[Source data]
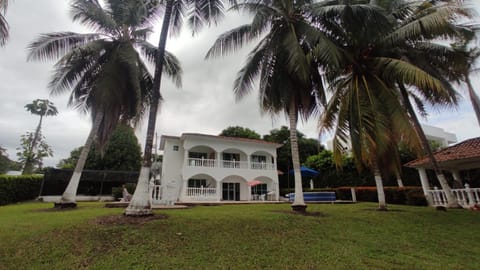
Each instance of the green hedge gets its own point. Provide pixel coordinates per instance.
(393, 195)
(19, 188)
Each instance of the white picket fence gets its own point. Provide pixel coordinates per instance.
(466, 197)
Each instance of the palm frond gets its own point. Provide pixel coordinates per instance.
(79, 63)
(431, 88)
(205, 12)
(91, 14)
(230, 41)
(54, 45)
(171, 64)
(245, 80)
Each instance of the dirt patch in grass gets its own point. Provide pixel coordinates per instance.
(125, 220)
(307, 213)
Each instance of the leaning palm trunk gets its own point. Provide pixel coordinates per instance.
(399, 179)
(451, 199)
(28, 168)
(474, 99)
(140, 204)
(382, 204)
(68, 196)
(298, 203)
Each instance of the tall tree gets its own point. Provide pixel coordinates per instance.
(122, 153)
(289, 80)
(3, 22)
(389, 55)
(104, 70)
(35, 158)
(241, 132)
(307, 147)
(43, 108)
(198, 13)
(472, 55)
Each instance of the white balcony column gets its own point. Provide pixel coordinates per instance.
(218, 161)
(185, 157)
(425, 185)
(219, 190)
(457, 178)
(184, 189)
(275, 164)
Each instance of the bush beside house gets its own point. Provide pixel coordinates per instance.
(19, 188)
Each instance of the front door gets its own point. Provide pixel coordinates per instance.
(231, 191)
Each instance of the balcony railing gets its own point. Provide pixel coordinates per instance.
(466, 197)
(201, 194)
(262, 166)
(230, 164)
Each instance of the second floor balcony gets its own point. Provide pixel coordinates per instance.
(230, 164)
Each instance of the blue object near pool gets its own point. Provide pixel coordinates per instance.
(324, 196)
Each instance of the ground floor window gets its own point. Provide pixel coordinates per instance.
(259, 189)
(197, 183)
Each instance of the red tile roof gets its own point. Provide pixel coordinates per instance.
(467, 149)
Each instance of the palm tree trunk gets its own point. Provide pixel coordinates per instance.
(382, 204)
(28, 168)
(140, 204)
(399, 179)
(474, 99)
(298, 203)
(68, 196)
(451, 199)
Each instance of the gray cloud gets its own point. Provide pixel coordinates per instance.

§ **Task requirements**
Retype every one of the lines above without any changes, but leave out the pictures.

§ **Finished exercise**
Each instance of the green hedge gets its own point. Provide pixel coordinates per instance.
(393, 195)
(19, 188)
Each instance of the white picket fence gets its own point. Provide pixel coordinates per instance.
(466, 197)
Each instance of the palm frond gets its own point. Provide pixel coordinates per instance.
(79, 63)
(431, 88)
(205, 12)
(91, 14)
(230, 41)
(54, 45)
(171, 64)
(245, 80)
Each instance of the dirt patch in grass gets its own point. Provide pixel coordinates per instance.
(125, 220)
(307, 213)
Each instance of the leaning palm trunk gets its own point. Provide pixel coordinates per instance.
(399, 179)
(451, 199)
(28, 168)
(474, 99)
(140, 204)
(382, 204)
(68, 196)
(298, 203)
Each instance of the tall tree gets its own point. Provide pixel coordinates per instance.
(122, 153)
(289, 80)
(3, 22)
(389, 55)
(104, 70)
(35, 158)
(241, 132)
(307, 147)
(43, 108)
(198, 13)
(472, 55)
Each instance of the white balcony column gets its own point. Provide pixel coordinates per instance.
(218, 161)
(185, 157)
(425, 185)
(219, 190)
(457, 178)
(184, 189)
(275, 164)
Each instance of the bush beside house gets its own point. Provide pixel coordinates per instance.
(19, 188)
Each instance of the front door gets its own point. Provide pixel coordinates per instance.
(231, 191)
Each instance of the balcony railing gets its own point. Provide pixel coordinates per instance.
(466, 197)
(201, 194)
(262, 166)
(230, 164)
Each instance of the second floor balcony gets its own point. Provide pixel coordinates per instance.
(230, 164)
Each instance of the blue object near pool gets its own point. Provide pixel coordinates per instance.
(324, 196)
Each instance of the ground floor window gets its own point. Provide pixel coordinates per instance.
(259, 189)
(197, 183)
Each instance of the red tile roof gets its own point. Provide pixel coordinates per instance.
(467, 149)
Each instance of the palm tree trunk gets its own point. Provide pixel coordinates per instance.
(382, 204)
(28, 168)
(140, 204)
(399, 179)
(474, 99)
(298, 203)
(68, 196)
(451, 199)
Each instance of the gray cloud gets its own point. Provide pixel coordinates per instance.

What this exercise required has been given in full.